### WORK INSTRUCTIONS
Among the records below, find the line that has "rough mask: <svg"; from there, give the lines again exactly, and stop after the line that has "positive clicks: (1203, 818)".

-------

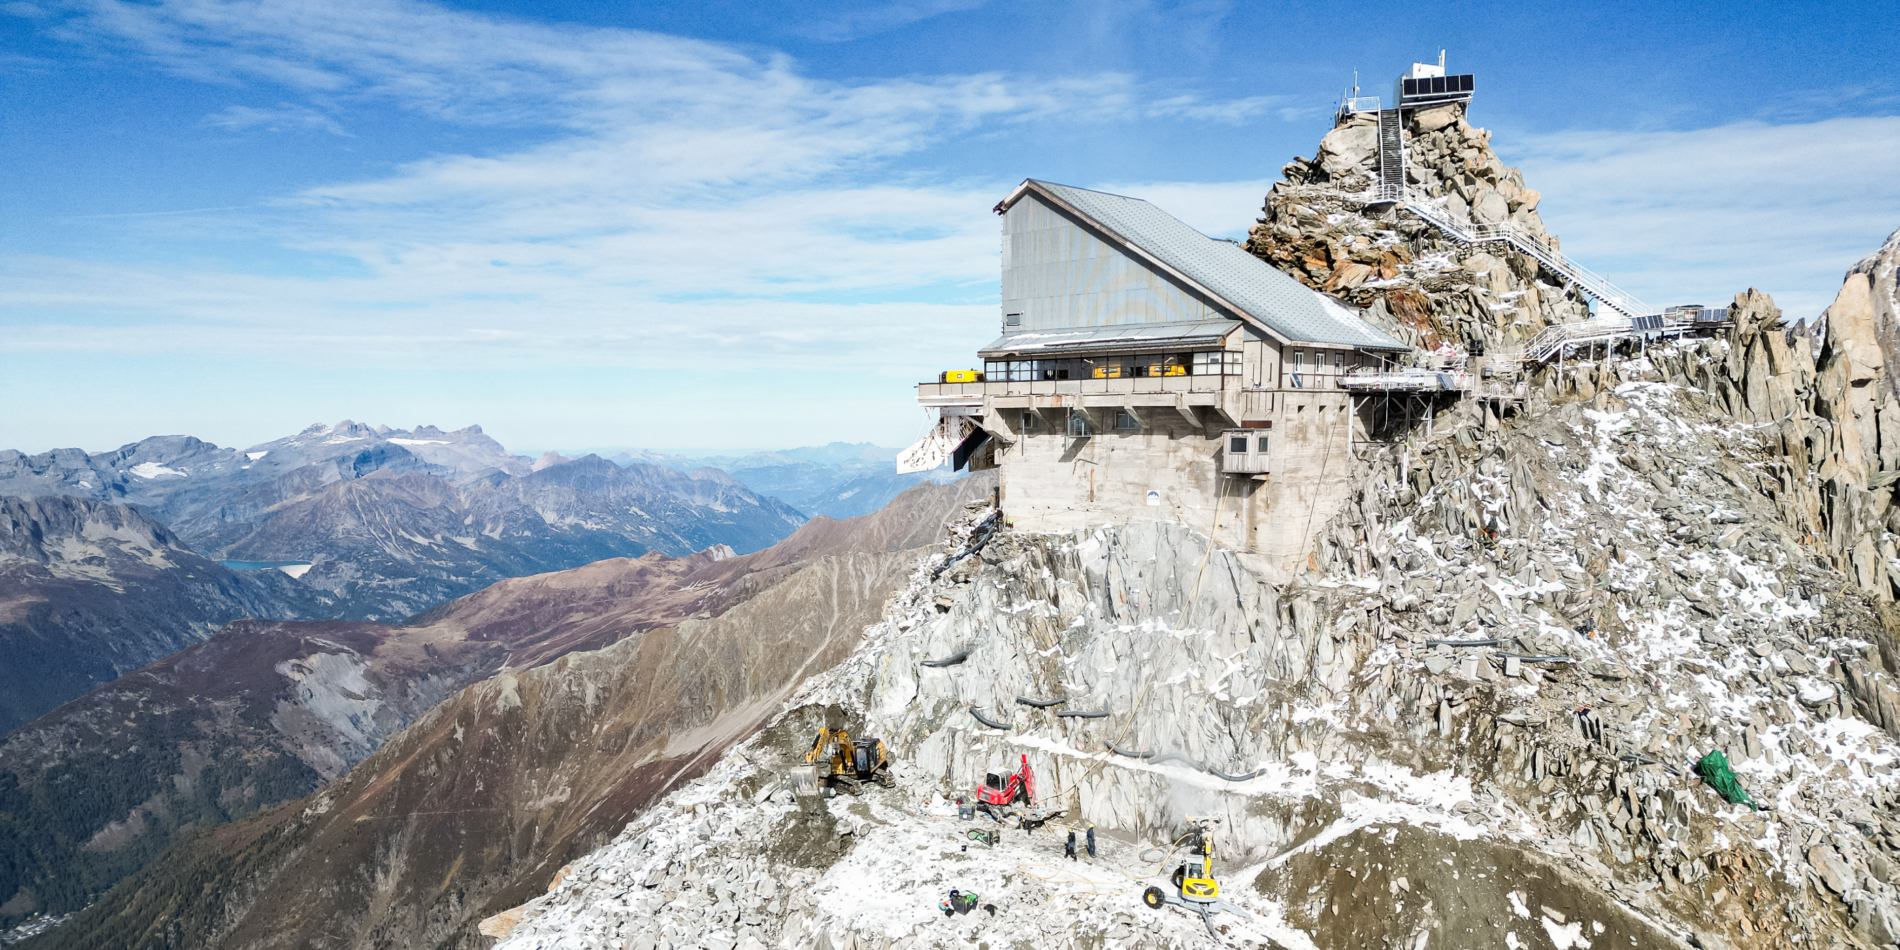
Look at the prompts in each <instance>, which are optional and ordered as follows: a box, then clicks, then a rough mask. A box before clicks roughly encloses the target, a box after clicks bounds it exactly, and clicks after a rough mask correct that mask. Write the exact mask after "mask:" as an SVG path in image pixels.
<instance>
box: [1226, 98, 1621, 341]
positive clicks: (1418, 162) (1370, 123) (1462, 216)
mask: <svg viewBox="0 0 1900 950" xmlns="http://www.w3.org/2000/svg"><path fill="white" fill-rule="evenodd" d="M1406 146H1408V163H1406V175H1408V180H1406V186H1408V188H1412V192H1414V194H1419V196H1425V198H1427V199H1429V201H1431V203H1433V205H1435V207H1436V211H1438V213H1442V215H1446V217H1448V218H1450V220H1454V222H1459V224H1492V226H1497V224H1512V226H1516V228H1522V230H1524V232H1526V234H1530V236H1533V237H1537V239H1539V241H1543V243H1549V245H1550V247H1562V241H1560V239H1558V237H1556V236H1552V234H1550V232H1547V230H1545V226H1543V218H1541V217H1539V215H1537V205H1539V201H1541V199H1543V196H1541V194H1539V192H1537V190H1533V188H1530V186H1528V184H1526V182H1524V173H1522V171H1518V169H1514V167H1509V165H1505V163H1503V160H1499V158H1497V152H1493V150H1492V133H1490V131H1486V129H1478V127H1473V125H1471V123H1469V122H1467V120H1465V108H1463V106H1457V104H1444V106H1436V108H1421V110H1416V112H1410V114H1408V127H1406ZM1378 163H1379V127H1378V116H1376V114H1374V112H1359V114H1353V116H1343V118H1341V120H1340V125H1338V127H1336V129H1334V131H1330V133H1328V135H1326V137H1324V139H1321V146H1319V152H1317V156H1315V158H1311V160H1307V158H1296V160H1294V161H1290V163H1288V165H1286V167H1284V169H1281V173H1283V177H1284V180H1281V182H1279V184H1275V186H1273V190H1269V192H1267V201H1265V205H1264V207H1262V217H1260V220H1258V222H1256V224H1254V228H1252V232H1250V234H1248V239H1246V249H1248V251H1252V253H1254V255H1258V257H1260V258H1264V260H1267V262H1269V264H1275V266H1279V268H1281V270H1284V272H1286V274H1292V276H1294V277H1298V279H1302V281H1305V283H1307V285H1311V287H1315V289H1319V291H1326V293H1332V295H1338V296H1341V298H1347V300H1353V302H1355V304H1359V306H1362V308H1368V310H1366V319H1368V321H1372V323H1374V325H1379V327H1381V329H1385V331H1387V333H1393V334H1395V336H1398V338H1402V340H1406V342H1410V344H1414V346H1423V348H1427V350H1429V348H1435V346H1438V344H1440V342H1454V344H1457V346H1461V348H1473V350H1474V352H1482V350H1484V348H1486V346H1490V348H1492V350H1493V352H1495V350H1497V348H1501V346H1509V344H1522V342H1524V340H1530V338H1531V336H1533V334H1535V333H1537V331H1541V329H1543V327H1547V325H1550V323H1566V321H1579V319H1587V317H1588V304H1587V300H1585V296H1583V295H1581V293H1577V291H1575V289H1571V287H1568V285H1566V281H1564V279H1562V276H1558V274H1550V272H1547V270H1543V268H1539V264H1537V260H1533V258H1531V257H1530V255H1524V253H1514V251H1512V249H1511V247H1509V245H1503V247H1501V245H1495V243H1490V245H1459V243H1457V241H1454V239H1452V237H1448V236H1444V234H1442V232H1440V230H1438V228H1433V226H1431V224H1427V222H1425V220H1421V218H1419V217H1416V215H1410V213H1406V211H1402V209H1397V207H1391V205H1389V203H1387V205H1381V203H1378V201H1376V198H1374V194H1370V192H1368V188H1370V184H1372V179H1374V177H1376V175H1378Z"/></svg>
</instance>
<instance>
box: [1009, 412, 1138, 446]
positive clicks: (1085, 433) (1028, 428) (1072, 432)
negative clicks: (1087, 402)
mask: <svg viewBox="0 0 1900 950" xmlns="http://www.w3.org/2000/svg"><path fill="white" fill-rule="evenodd" d="M1110 426H1113V428H1115V431H1140V429H1142V420H1140V416H1136V414H1134V412H1129V410H1127V409H1117V410H1115V418H1113V422H1112V424H1110ZM1043 428H1045V422H1043V414H1041V412H1037V410H1034V409H1024V410H1022V416H1020V418H1018V420H1016V429H1018V431H1024V433H1032V431H1043ZM1062 431H1064V433H1068V437H1070V439H1081V437H1085V435H1094V422H1091V420H1089V414H1087V412H1070V414H1068V420H1064V424H1062Z"/></svg>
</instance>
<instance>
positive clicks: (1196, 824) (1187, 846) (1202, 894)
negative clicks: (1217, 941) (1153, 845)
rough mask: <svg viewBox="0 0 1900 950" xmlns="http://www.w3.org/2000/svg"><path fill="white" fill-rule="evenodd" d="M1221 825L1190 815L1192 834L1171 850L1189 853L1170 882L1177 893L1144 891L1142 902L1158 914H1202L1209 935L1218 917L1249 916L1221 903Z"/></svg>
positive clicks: (1203, 818)
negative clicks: (1217, 829) (1218, 854)
mask: <svg viewBox="0 0 1900 950" xmlns="http://www.w3.org/2000/svg"><path fill="white" fill-rule="evenodd" d="M1218 823H1220V819H1208V817H1193V815H1188V834H1182V836H1180V838H1176V840H1174V847H1172V849H1169V855H1172V853H1174V851H1176V849H1186V859H1184V861H1182V863H1180V864H1178V866H1176V868H1174V874H1172V876H1170V878H1169V883H1172V885H1174V893H1169V891H1163V889H1161V887H1155V885H1150V887H1148V889H1146V891H1142V902H1144V904H1148V906H1151V908H1155V910H1161V908H1163V906H1167V904H1174V906H1178V908H1182V910H1186V912H1189V914H1199V916H1201V923H1207V933H1208V935H1212V933H1214V914H1218V912H1227V914H1235V916H1246V912H1245V910H1241V908H1237V906H1233V904H1229V902H1226V901H1222V899H1220V882H1218V880H1214V825H1218ZM1161 866H1167V857H1163V861H1161Z"/></svg>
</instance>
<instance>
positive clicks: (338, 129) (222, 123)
mask: <svg viewBox="0 0 1900 950" xmlns="http://www.w3.org/2000/svg"><path fill="white" fill-rule="evenodd" d="M205 125H213V127H218V129H230V131H245V129H264V131H327V133H331V135H350V133H348V131H344V127H342V125H338V123H336V120H333V118H329V116H325V114H323V112H317V110H315V108H306V106H293V104H289V103H277V106H276V108H253V106H226V108H224V110H220V112H213V114H209V116H205Z"/></svg>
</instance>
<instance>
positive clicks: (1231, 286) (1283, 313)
mask: <svg viewBox="0 0 1900 950" xmlns="http://www.w3.org/2000/svg"><path fill="white" fill-rule="evenodd" d="M1028 184H1035V186H1037V188H1043V190H1047V192H1049V194H1053V196H1054V198H1058V199H1060V201H1064V203H1068V205H1070V207H1073V209H1075V211H1081V213H1083V215H1087V217H1089V218H1093V220H1094V222H1096V224H1098V226H1102V228H1106V230H1110V232H1113V234H1115V236H1119V237H1121V239H1125V241H1129V243H1132V245H1136V247H1140V249H1142V251H1146V253H1150V255H1153V257H1155V258H1157V260H1161V262H1163V264H1167V266H1170V268H1174V270H1176V272H1180V274H1182V276H1186V277H1188V279H1189V281H1195V283H1199V285H1201V287H1205V289H1207V291H1210V293H1214V295H1216V296H1220V298H1222V300H1227V302H1229V304H1233V306H1237V308H1241V310H1245V312H1246V315H1250V317H1254V319H1258V321H1260V323H1264V325H1265V327H1267V329H1271V331H1273V333H1277V334H1281V336H1283V338H1286V340H1292V342H1311V344H1340V346H1359V348H1366V350H1412V348H1410V346H1406V344H1402V342H1398V340H1395V338H1391V336H1387V334H1385V333H1381V331H1379V329H1378V327H1374V325H1370V323H1366V321H1364V319H1360V317H1359V315H1357V314H1353V312H1351V310H1349V308H1345V306H1340V304H1338V302H1334V300H1332V298H1328V296H1326V295H1321V293H1319V291H1313V289H1311V287H1307V285H1303V283H1300V281H1296V279H1292V277H1288V276H1286V274H1283V272H1281V270H1279V268H1275V266H1273V264H1267V262H1265V260H1260V258H1258V257H1254V255H1250V253H1246V249H1243V247H1241V245H1235V243H1231V241H1220V239H1214V237H1208V236H1205V234H1201V232H1197V230H1193V228H1189V226H1188V224H1184V222H1182V220H1180V218H1176V217H1174V215H1169V213H1167V211H1161V209H1159V207H1155V205H1150V203H1148V201H1142V199H1140V198H1123V196H1119V194H1108V192H1091V190H1087V188H1073V186H1068V184H1054V182H1045V180H1035V179H1030V182H1028Z"/></svg>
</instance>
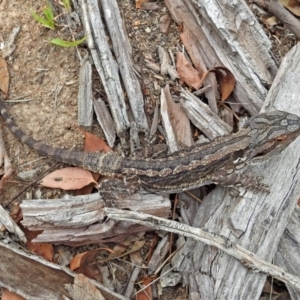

-------

### ANSWER BOX
rough mask: <svg viewBox="0 0 1900 950" xmlns="http://www.w3.org/2000/svg"><path fill="white" fill-rule="evenodd" d="M1221 825L1190 815L1192 834L1171 850L1189 853L1170 882L1177 893L1144 891L1142 902L1158 914H1202L1209 935L1218 917L1249 916L1221 903Z"/></svg>
positive clicks: (1203, 818)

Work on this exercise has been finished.